> **ACTIVITY**: Copy out each line of the data below in which the string "chain" appears.

(Referring expression pointing data)
========

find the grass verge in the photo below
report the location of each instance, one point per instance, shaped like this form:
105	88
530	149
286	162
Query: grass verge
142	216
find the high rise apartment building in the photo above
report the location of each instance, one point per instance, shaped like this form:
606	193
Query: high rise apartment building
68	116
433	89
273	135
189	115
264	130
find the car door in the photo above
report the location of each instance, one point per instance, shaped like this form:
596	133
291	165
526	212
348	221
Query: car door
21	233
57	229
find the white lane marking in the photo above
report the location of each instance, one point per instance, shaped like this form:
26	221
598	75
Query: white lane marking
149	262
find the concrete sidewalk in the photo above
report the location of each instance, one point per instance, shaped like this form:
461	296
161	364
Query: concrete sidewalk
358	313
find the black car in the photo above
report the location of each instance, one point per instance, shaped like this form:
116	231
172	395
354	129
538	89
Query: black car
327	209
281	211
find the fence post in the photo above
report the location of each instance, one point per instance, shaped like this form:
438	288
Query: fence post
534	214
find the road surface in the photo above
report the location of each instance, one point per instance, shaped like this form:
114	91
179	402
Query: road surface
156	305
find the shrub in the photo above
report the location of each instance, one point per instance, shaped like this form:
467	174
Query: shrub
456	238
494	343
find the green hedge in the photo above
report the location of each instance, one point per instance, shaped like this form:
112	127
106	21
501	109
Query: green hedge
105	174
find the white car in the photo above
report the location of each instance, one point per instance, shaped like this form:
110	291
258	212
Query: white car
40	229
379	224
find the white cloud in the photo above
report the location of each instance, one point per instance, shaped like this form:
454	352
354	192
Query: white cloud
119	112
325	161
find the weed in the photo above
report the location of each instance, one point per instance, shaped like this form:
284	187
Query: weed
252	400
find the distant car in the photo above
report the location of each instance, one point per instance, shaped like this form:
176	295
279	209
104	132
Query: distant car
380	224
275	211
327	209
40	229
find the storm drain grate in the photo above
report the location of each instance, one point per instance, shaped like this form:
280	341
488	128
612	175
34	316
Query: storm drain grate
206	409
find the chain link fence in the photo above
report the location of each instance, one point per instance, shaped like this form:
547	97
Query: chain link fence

========

> **ANSWER FOR THE TASK**:
find the chain link fence in the photo above
Query: chain link fence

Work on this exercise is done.